§ What is needed: Copy the data below exactly, omitting any picture it contains.

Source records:

——————————

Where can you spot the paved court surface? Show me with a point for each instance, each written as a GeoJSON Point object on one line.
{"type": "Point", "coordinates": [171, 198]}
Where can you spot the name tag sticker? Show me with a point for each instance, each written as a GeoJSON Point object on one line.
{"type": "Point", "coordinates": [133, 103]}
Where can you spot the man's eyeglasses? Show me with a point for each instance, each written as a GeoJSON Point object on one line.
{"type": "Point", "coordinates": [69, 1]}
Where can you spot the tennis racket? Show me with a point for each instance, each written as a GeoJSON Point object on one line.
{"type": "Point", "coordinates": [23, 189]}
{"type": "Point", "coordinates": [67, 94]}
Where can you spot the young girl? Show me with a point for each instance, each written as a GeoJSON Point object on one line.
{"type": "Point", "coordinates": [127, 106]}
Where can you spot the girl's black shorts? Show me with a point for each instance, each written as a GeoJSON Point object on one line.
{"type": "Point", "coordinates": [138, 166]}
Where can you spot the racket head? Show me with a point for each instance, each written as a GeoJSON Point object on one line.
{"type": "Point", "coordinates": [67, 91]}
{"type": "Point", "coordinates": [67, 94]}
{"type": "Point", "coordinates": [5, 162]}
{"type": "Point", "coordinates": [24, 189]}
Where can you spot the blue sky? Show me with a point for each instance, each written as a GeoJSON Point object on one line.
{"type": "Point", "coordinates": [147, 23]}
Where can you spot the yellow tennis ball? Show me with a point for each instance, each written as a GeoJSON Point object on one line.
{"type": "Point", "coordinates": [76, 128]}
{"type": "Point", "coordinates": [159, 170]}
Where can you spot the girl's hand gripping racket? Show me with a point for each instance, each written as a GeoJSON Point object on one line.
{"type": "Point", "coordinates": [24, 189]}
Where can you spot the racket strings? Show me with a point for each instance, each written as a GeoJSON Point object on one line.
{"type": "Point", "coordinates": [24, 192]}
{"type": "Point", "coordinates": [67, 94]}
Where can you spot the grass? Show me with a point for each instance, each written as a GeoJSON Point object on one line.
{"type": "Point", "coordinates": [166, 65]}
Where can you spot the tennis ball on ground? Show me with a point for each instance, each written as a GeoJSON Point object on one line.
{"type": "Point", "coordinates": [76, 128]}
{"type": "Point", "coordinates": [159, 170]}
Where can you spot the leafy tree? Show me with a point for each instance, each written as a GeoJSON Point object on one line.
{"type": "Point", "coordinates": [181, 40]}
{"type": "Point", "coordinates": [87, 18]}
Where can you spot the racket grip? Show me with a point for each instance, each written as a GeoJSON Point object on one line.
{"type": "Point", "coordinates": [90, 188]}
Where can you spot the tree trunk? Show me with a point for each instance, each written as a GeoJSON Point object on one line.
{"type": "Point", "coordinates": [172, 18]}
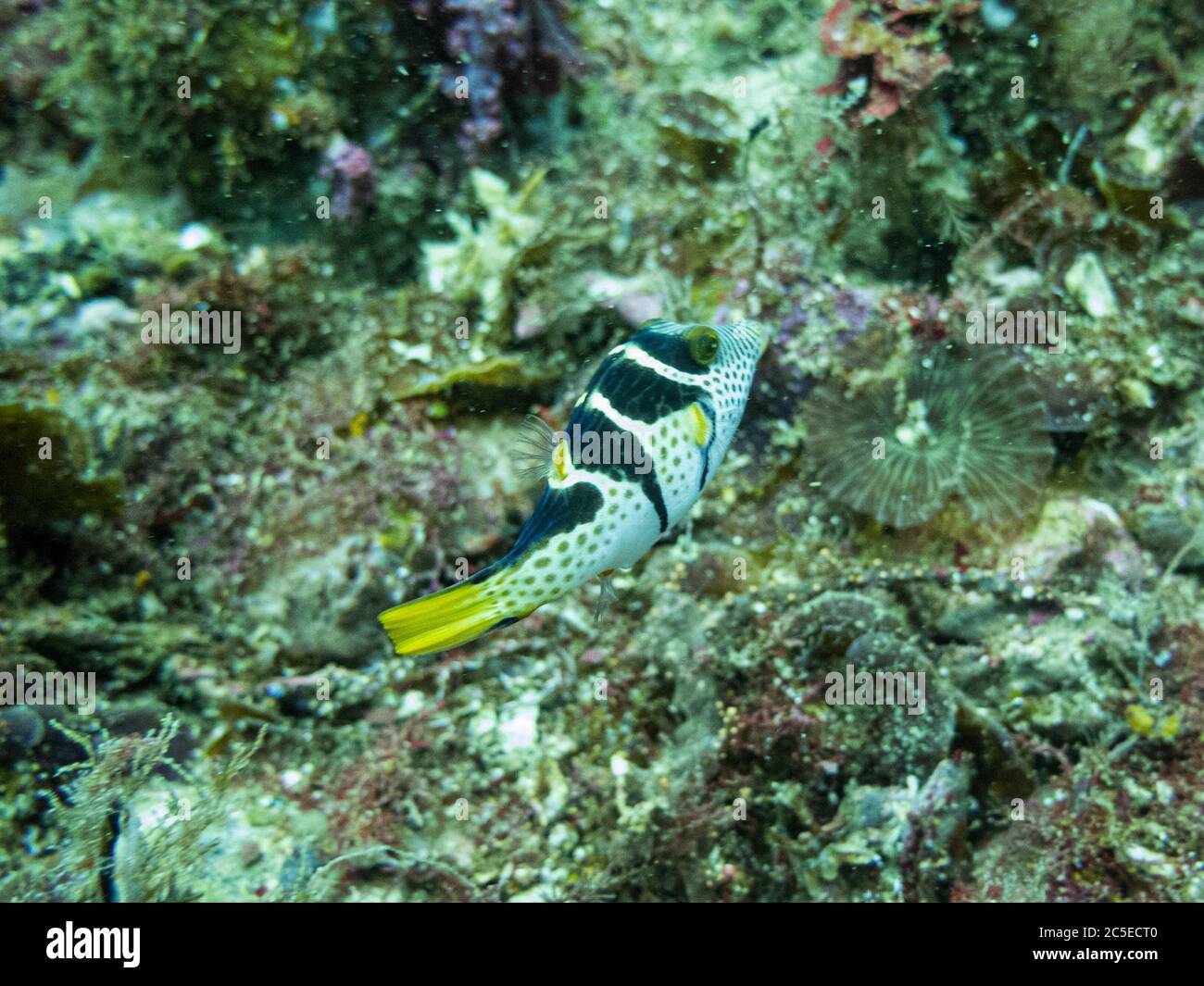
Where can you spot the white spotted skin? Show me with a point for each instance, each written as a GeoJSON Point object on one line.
{"type": "Point", "coordinates": [627, 526]}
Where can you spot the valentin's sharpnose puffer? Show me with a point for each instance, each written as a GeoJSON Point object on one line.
{"type": "Point", "coordinates": [641, 445]}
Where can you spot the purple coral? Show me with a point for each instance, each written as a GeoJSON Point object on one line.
{"type": "Point", "coordinates": [348, 168]}
{"type": "Point", "coordinates": [500, 47]}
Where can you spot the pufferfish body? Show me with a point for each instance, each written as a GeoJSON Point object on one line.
{"type": "Point", "coordinates": [642, 442]}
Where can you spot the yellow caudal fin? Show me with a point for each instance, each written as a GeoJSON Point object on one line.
{"type": "Point", "coordinates": [448, 618]}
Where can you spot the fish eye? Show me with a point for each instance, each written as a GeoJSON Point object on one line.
{"type": "Point", "coordinates": [703, 342]}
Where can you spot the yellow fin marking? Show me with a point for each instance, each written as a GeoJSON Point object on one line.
{"type": "Point", "coordinates": [699, 424]}
{"type": "Point", "coordinates": [448, 618]}
{"type": "Point", "coordinates": [560, 459]}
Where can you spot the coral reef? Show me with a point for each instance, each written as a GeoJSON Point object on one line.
{"type": "Point", "coordinates": [934, 633]}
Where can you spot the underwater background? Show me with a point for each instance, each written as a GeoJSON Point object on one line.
{"type": "Point", "coordinates": [430, 218]}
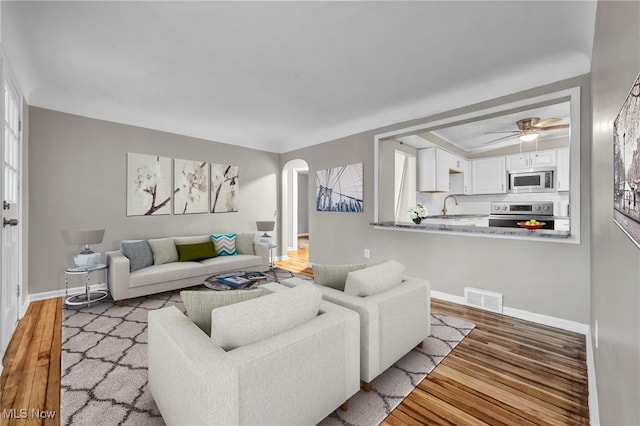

——————————

§ Answer box:
Where can you spot the paved court surface? Show me with a point for each instance, each written as a GeoJSON Point object on one line.
{"type": "Point", "coordinates": [171, 198]}
Where can you spot the name tag sticker? Show me with a point for each instance, each written as a GeoJSON Point object on one line.
{"type": "Point", "coordinates": [133, 103]}
Where can you spot the man's eyeglasses? Show me with a point for each instance, each written as a GeoJSON Point object on one line.
{"type": "Point", "coordinates": [69, 1]}
Where can you spot the tennis racket? Show me with a point for each instance, each written as a GeoJSON Point object on one line.
{"type": "Point", "coordinates": [23, 189]}
{"type": "Point", "coordinates": [67, 94]}
Where can you spot the young girl? Show me with a point for each instance, each written as a GeoJSON Point object on one line.
{"type": "Point", "coordinates": [127, 106]}
Where can you spot the girl's black shorts? Show me with a point for each instance, each written as a GeoJSON Point object on one line.
{"type": "Point", "coordinates": [138, 166]}
Where can you spot the racket head? Show me with a point for each instance, each written as a GeoJSON Point object on one line.
{"type": "Point", "coordinates": [67, 91]}
{"type": "Point", "coordinates": [67, 94]}
{"type": "Point", "coordinates": [5, 162]}
{"type": "Point", "coordinates": [24, 189]}
Where can you spot the blue sky? Show me with a point for each instance, each written as a GeoJSON Point object on one line.
{"type": "Point", "coordinates": [147, 23]}
Where can you spot the yellow tennis ball? Show me with a point for each instance, each written as a GeoJSON Point object on one line.
{"type": "Point", "coordinates": [76, 128]}
{"type": "Point", "coordinates": [159, 170]}
Where can you spot the girl's hand gripping racket? Show me with a point for each instance, each written as a GeoJSON Point object on one line.
{"type": "Point", "coordinates": [24, 189]}
Where can you spot the racket strings? Show me with a point for each instance, each written as a GeoJSON Point object on one line.
{"type": "Point", "coordinates": [24, 192]}
{"type": "Point", "coordinates": [67, 94]}
Where can you spot the grass? Show me with a point for each instance, each written as a GeoJSON Point object on one line.
{"type": "Point", "coordinates": [166, 65]}
Where can you spot the tennis ball on ground? Show me with a point for each instance, each written as a GeoJSON Point object on one line.
{"type": "Point", "coordinates": [76, 128]}
{"type": "Point", "coordinates": [159, 170]}
Where can you spot the leafy tree? Show me with a point for each instance, each written as a GeoJSON Point object on one line.
{"type": "Point", "coordinates": [181, 40]}
{"type": "Point", "coordinates": [87, 18]}
Where can you spot the racket grip? Show me with a point for each instance, each written as a GeoJSON Point object on one line.
{"type": "Point", "coordinates": [90, 188]}
Where can you spot the tree trunk? Show me with a point for each instance, each written as a GeoJSON Point object on one line.
{"type": "Point", "coordinates": [172, 18]}
Where can you spot the white spotted skin? Show me with a point for each instance, each written as a GeoJSON Point object on one line.
{"type": "Point", "coordinates": [627, 526]}
Where can you spot the valentin's sharpnose puffer? Show me with a point for each instance, each written as a GeoJSON Point object on one line.
{"type": "Point", "coordinates": [641, 445]}
Where can you spot the purple coral? Show me with a point for each instance, each written as a GeoJSON Point object on one line.
{"type": "Point", "coordinates": [348, 168]}
{"type": "Point", "coordinates": [500, 47]}
Where can you spot the pufferfish body? Show me with a point for each instance, each written as a GeoJSON Point object on one line.
{"type": "Point", "coordinates": [642, 442]}
Where can you spot the yellow caudal fin? Show me with a point for each instance, each written as a GeoJSON Point object on one line.
{"type": "Point", "coordinates": [448, 618]}
Where can you spot the fish eye? Show me with a point for each instance, each written as a GeoJSON Point object on one line.
{"type": "Point", "coordinates": [703, 342]}
Where can you spot the yellow fin marking? Show me with a point for each instance, each written as a GeoJSON Point object on one line.
{"type": "Point", "coordinates": [699, 424]}
{"type": "Point", "coordinates": [448, 618]}
{"type": "Point", "coordinates": [560, 459]}
Where can you spot the coral reef? Show me with a point for each instance, each written as a GeoJSON Point object on one line.
{"type": "Point", "coordinates": [934, 633]}
Where can you spot the underwater background? Show me with a point for each instance, each written as a GeoJSON Point object on one line.
{"type": "Point", "coordinates": [430, 218]}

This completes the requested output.